§ Work request:
Using the entries that follow, please report how many lines contain the word "coords", with no other words.

§ Raw data:
-------------------------
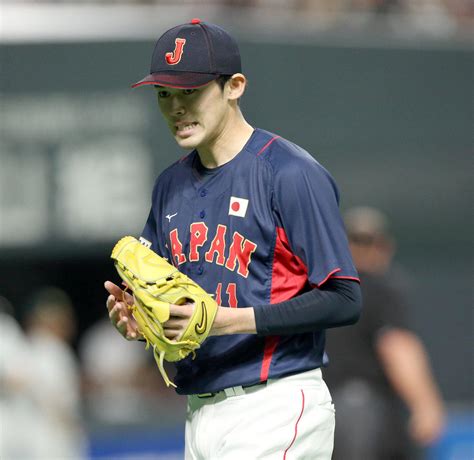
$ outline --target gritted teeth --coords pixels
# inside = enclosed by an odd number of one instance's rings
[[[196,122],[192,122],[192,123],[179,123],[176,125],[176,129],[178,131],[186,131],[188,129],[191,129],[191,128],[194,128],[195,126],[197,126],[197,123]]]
-------------------------
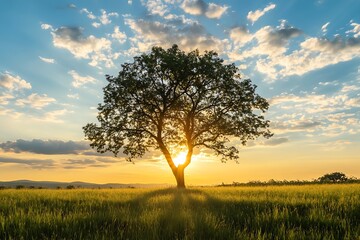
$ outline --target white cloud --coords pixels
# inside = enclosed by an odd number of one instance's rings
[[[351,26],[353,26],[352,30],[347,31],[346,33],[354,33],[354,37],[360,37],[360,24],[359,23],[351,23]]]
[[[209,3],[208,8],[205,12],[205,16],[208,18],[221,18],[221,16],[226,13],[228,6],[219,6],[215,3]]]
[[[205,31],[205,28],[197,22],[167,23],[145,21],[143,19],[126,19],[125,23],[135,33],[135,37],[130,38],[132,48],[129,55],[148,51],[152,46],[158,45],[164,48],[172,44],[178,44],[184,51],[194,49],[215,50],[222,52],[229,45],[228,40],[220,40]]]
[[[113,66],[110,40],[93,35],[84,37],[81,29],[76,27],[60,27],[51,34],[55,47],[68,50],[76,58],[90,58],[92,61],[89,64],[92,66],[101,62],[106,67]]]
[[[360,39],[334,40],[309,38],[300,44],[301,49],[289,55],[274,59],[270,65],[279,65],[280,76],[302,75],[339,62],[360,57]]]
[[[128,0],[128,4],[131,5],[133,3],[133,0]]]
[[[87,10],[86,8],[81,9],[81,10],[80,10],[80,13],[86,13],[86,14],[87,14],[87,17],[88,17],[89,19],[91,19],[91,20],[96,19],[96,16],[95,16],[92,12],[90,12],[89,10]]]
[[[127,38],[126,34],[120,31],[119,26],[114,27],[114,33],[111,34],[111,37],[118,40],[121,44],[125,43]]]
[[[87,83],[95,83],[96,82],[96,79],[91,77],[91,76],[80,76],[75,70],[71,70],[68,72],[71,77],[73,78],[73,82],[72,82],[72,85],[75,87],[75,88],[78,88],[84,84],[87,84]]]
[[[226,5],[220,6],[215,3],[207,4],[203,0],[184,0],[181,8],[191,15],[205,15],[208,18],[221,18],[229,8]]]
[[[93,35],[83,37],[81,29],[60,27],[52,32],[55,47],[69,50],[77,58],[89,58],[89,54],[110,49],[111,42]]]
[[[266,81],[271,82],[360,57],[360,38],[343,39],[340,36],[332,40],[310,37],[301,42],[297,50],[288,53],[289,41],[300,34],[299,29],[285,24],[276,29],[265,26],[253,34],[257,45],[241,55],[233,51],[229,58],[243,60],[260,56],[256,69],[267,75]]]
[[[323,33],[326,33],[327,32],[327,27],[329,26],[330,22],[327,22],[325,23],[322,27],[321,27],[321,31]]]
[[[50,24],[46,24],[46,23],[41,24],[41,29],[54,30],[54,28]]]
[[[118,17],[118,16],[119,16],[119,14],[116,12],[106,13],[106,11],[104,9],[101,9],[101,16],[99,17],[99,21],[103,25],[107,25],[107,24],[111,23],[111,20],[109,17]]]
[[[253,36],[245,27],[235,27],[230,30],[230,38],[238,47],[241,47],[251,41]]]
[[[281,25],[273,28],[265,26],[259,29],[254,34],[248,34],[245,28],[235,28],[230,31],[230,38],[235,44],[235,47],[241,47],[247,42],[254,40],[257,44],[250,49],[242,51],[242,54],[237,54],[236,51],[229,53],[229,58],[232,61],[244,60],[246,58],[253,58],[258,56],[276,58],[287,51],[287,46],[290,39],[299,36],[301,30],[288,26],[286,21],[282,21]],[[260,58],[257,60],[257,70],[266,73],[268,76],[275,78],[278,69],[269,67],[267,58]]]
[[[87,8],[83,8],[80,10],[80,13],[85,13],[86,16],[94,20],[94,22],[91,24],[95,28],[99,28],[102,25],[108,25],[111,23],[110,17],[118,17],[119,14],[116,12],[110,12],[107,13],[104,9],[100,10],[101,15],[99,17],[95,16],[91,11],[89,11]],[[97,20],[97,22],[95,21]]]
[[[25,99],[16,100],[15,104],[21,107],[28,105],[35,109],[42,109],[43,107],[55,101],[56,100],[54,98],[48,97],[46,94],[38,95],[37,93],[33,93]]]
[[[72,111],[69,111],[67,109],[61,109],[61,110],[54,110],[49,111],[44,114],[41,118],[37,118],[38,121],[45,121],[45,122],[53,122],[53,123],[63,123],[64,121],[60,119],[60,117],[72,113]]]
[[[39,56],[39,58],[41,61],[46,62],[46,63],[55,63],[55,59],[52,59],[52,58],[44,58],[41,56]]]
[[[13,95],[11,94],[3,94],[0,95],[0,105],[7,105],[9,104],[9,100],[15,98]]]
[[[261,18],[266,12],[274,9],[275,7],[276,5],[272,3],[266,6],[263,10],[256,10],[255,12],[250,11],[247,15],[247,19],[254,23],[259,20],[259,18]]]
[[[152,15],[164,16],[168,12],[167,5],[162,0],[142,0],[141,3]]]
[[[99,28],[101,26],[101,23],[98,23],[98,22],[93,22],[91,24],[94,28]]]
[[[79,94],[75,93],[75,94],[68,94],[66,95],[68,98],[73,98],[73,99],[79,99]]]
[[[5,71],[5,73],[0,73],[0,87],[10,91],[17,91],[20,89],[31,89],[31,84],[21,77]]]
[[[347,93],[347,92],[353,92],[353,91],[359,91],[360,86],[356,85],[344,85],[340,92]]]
-------------------------
§ Worked solution:
2